WORK TO DO:
Copy everything in the listing below from the line containing "of the headlight" down to the end of the listing. Swap "black tire" for "racing tire" and change nothing else.

DATA FOR THIS TASK:
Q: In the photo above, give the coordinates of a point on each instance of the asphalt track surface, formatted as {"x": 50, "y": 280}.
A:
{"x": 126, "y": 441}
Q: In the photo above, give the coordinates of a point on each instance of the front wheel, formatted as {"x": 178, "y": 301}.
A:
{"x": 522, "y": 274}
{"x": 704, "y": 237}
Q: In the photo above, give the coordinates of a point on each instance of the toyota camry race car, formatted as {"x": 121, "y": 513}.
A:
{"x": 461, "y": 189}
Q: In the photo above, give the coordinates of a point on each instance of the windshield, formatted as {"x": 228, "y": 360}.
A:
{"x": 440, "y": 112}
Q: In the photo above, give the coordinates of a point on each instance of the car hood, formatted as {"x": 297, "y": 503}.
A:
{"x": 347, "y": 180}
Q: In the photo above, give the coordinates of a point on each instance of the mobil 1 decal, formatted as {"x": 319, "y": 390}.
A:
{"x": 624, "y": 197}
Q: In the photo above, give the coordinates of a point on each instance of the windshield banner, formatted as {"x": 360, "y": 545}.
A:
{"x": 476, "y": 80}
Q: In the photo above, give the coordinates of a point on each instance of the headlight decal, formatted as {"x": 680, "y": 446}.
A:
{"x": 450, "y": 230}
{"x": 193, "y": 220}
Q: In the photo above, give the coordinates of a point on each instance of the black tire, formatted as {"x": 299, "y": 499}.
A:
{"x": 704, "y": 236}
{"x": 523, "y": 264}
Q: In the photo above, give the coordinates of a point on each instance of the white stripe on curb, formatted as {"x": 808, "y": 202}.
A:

TASK ANSWER:
Q: In the photo above, give the coordinates of a point on each instance of the headlight decal, formatted as {"x": 680, "y": 446}.
A:
{"x": 450, "y": 230}
{"x": 193, "y": 220}
Q: In the photo above, give the coordinates of a point on each instance of the racing tire, formatted as {"x": 299, "y": 499}.
A:
{"x": 704, "y": 236}
{"x": 523, "y": 264}
Q: In the photo above, give the coordinates of a point on each instance of the white stripe on curb, formatted as {"x": 808, "y": 202}.
A:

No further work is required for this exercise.